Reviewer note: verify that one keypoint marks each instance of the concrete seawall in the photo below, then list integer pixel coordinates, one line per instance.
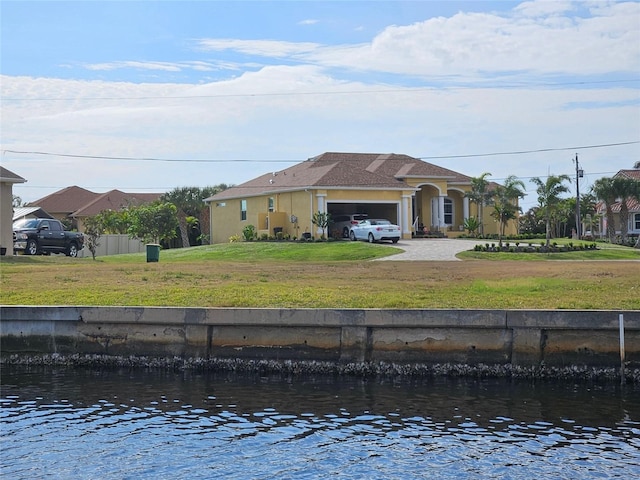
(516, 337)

...

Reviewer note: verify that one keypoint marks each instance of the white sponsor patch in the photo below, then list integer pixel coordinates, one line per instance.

==

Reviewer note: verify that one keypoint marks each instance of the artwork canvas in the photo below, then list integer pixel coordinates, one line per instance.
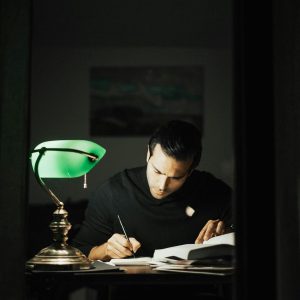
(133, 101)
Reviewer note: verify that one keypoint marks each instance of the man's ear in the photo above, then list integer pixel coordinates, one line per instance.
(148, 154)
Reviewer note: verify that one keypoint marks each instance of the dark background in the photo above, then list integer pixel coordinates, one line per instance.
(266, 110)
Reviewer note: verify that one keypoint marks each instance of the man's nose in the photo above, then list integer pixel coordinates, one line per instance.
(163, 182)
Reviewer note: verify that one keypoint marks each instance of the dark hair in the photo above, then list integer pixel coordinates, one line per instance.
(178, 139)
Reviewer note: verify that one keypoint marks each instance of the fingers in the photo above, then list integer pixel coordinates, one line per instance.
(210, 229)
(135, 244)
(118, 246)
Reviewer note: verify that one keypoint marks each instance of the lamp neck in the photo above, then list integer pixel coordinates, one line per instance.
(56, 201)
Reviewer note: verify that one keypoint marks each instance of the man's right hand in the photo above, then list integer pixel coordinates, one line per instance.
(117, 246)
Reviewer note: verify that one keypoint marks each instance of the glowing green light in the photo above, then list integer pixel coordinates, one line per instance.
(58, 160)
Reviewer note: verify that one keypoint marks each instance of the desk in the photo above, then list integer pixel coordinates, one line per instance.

**WHAT YOU ARE ASKED TO DO**
Reproduce the stretch of the records from the line containing "the man's right" through the line containing "of the desk", including both of those lines, with every line copied verbatim.

**FULL ANSWER**
Reviewer note: verify that one keypoint marks each instance of the man's right hand in the photo above, then list integer pixel coordinates, one line per instance.
(117, 246)
Reviewer note: verify that one keypoint marks each instance of the glowing green light in the photo above, then list integer pixel coordinates, one line per instance.
(58, 160)
Reviewer note: verify that one keypoint marks each instance of the desk in the photo above, then list integer pixel coordinates, one line per instance.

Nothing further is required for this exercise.